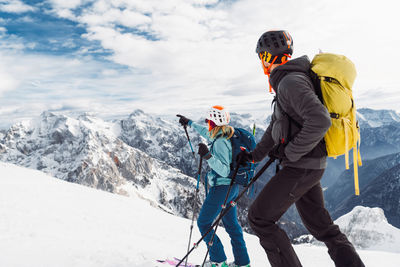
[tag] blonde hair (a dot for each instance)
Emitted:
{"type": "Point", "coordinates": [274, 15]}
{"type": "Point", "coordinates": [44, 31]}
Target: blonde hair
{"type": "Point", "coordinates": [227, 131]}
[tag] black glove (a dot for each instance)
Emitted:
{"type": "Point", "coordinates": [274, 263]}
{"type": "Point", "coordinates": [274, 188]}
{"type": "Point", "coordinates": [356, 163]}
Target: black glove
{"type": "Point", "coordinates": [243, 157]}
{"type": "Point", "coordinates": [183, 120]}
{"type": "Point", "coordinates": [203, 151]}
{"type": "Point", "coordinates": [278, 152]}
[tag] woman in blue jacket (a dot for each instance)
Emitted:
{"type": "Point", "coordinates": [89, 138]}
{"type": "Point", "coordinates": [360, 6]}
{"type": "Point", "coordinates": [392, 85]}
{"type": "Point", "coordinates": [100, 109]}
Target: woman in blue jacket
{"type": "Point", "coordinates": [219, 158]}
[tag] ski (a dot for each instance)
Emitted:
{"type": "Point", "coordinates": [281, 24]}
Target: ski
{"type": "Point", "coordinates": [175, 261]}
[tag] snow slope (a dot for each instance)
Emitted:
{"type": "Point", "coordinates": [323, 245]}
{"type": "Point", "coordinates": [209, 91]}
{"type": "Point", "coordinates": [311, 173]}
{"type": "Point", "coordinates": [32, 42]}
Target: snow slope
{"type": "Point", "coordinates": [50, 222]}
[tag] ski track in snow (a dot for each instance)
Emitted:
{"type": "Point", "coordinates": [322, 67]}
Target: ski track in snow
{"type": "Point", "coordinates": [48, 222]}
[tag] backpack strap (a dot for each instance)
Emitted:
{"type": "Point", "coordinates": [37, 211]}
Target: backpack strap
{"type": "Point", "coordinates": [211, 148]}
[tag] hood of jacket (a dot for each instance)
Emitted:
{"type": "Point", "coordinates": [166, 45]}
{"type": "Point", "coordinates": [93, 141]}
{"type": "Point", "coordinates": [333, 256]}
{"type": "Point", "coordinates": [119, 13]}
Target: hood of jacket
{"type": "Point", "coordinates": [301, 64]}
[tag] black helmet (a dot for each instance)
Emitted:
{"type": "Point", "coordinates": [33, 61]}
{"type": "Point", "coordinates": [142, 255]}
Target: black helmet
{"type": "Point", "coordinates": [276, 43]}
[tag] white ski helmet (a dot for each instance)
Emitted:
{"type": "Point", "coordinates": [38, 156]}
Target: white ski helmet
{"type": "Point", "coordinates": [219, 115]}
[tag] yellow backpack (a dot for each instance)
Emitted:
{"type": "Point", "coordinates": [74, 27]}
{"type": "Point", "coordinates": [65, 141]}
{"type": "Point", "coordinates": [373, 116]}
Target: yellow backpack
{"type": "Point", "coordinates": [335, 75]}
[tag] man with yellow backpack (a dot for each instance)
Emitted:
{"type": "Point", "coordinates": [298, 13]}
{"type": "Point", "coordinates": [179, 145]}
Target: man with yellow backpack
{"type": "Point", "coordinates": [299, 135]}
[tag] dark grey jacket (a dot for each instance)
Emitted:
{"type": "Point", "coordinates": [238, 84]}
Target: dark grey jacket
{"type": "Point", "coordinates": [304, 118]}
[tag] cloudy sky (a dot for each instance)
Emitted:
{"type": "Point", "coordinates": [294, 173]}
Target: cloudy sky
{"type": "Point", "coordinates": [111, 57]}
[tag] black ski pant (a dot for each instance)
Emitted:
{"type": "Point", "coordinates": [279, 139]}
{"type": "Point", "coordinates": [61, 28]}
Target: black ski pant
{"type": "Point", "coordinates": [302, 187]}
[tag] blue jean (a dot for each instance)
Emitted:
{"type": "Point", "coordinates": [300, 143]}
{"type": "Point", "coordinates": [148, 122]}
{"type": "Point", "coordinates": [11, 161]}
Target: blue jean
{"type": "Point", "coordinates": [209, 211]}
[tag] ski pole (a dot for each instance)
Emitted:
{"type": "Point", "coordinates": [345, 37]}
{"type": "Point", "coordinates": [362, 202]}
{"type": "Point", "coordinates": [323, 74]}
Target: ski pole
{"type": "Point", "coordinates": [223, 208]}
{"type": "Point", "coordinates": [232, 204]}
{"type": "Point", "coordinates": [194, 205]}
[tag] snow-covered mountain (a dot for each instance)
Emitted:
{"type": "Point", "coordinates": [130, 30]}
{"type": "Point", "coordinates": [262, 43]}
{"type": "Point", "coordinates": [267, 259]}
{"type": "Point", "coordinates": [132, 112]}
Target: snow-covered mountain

• **GOAL**: Copy out the listing exactly as it stands, but not the pictures.

• **EXPECTED OUTPUT**:
[tag] blonde hair (a dot for each instance)
Emitted:
{"type": "Point", "coordinates": [274, 15]}
{"type": "Point", "coordinates": [44, 31]}
Target: blonde hair
{"type": "Point", "coordinates": [227, 131]}
[tag] black glove (a dot for each instance)
Emitted:
{"type": "Point", "coordinates": [274, 263]}
{"type": "Point", "coordinates": [274, 188]}
{"type": "Point", "coordinates": [356, 163]}
Target: black glove
{"type": "Point", "coordinates": [243, 157]}
{"type": "Point", "coordinates": [183, 120]}
{"type": "Point", "coordinates": [203, 151]}
{"type": "Point", "coordinates": [278, 152]}
[tag] woman in blue jacket (a dot for each instance)
Emitted:
{"type": "Point", "coordinates": [89, 138]}
{"type": "Point", "coordinates": [360, 6]}
{"type": "Point", "coordinates": [392, 85]}
{"type": "Point", "coordinates": [100, 109]}
Target: woman in blue jacket
{"type": "Point", "coordinates": [219, 158]}
[tag] ski (a dot for each instance)
Emitted:
{"type": "Point", "coordinates": [281, 24]}
Target: ski
{"type": "Point", "coordinates": [175, 261]}
[tag] snow slope (a dot for each instance)
Emitted:
{"type": "Point", "coordinates": [323, 245]}
{"type": "Point", "coordinates": [209, 91]}
{"type": "Point", "coordinates": [311, 173]}
{"type": "Point", "coordinates": [32, 42]}
Target: snow slope
{"type": "Point", "coordinates": [50, 222]}
[tag] ski track in snow (a dot for each instance)
Emitted:
{"type": "Point", "coordinates": [322, 67]}
Target: ski track in snow
{"type": "Point", "coordinates": [48, 222]}
[tag] backpack strap (a dot for each instance)
Emitted:
{"type": "Point", "coordinates": [37, 211]}
Target: backpack strap
{"type": "Point", "coordinates": [211, 148]}
[tag] hood of jacket (a dot for each instance)
Emitted:
{"type": "Point", "coordinates": [166, 45]}
{"type": "Point", "coordinates": [93, 141]}
{"type": "Point", "coordinates": [333, 256]}
{"type": "Point", "coordinates": [119, 13]}
Target: hood of jacket
{"type": "Point", "coordinates": [301, 64]}
[tag] black helmet (a dot for each instance)
Emitted:
{"type": "Point", "coordinates": [33, 61]}
{"type": "Point", "coordinates": [142, 255]}
Target: black helmet
{"type": "Point", "coordinates": [276, 43]}
[tag] white ski helmet (a dot for each instance)
Emitted:
{"type": "Point", "coordinates": [38, 156]}
Target: white ski helmet
{"type": "Point", "coordinates": [219, 115]}
[tag] yellow backpack (a dot for each instance)
Emitted:
{"type": "Point", "coordinates": [74, 27]}
{"type": "Point", "coordinates": [65, 141]}
{"type": "Point", "coordinates": [373, 116]}
Target: yellow backpack
{"type": "Point", "coordinates": [335, 75]}
[tag] man with yellow backpack (a dot for each instance)
Emitted:
{"type": "Point", "coordinates": [298, 13]}
{"type": "Point", "coordinates": [179, 145]}
Target: man with yellow backpack
{"type": "Point", "coordinates": [299, 135]}
[tag] dark grey jacket (a dot for each instance)
Emitted:
{"type": "Point", "coordinates": [238, 84]}
Target: dark grey jacket
{"type": "Point", "coordinates": [304, 118]}
[tag] cloudy sky (a dot for each instance)
Emitted:
{"type": "Point", "coordinates": [294, 173]}
Target: cloudy sky
{"type": "Point", "coordinates": [111, 57]}
[tag] black ski pant (a dot for each instance)
Emitted:
{"type": "Point", "coordinates": [279, 139]}
{"type": "Point", "coordinates": [61, 28]}
Target: black ski pant
{"type": "Point", "coordinates": [302, 187]}
[tag] blue jean (a dot for each instance)
Emitted:
{"type": "Point", "coordinates": [300, 143]}
{"type": "Point", "coordinates": [148, 122]}
{"type": "Point", "coordinates": [11, 161]}
Target: blue jean
{"type": "Point", "coordinates": [209, 211]}
[tag] ski pole (a dot for each instance)
Emitted:
{"type": "Point", "coordinates": [345, 37]}
{"type": "Point", "coordinates": [362, 202]}
{"type": "Point", "coordinates": [323, 74]}
Target: ski pole
{"type": "Point", "coordinates": [223, 208]}
{"type": "Point", "coordinates": [232, 204]}
{"type": "Point", "coordinates": [194, 205]}
[tag] snow-covered mountain (a dot for each instance)
Emitted:
{"type": "Point", "coordinates": [130, 30]}
{"type": "Point", "coordinates": [262, 43]}
{"type": "Point", "coordinates": [267, 259]}
{"type": "Point", "coordinates": [132, 112]}
Target: snow-covered mountain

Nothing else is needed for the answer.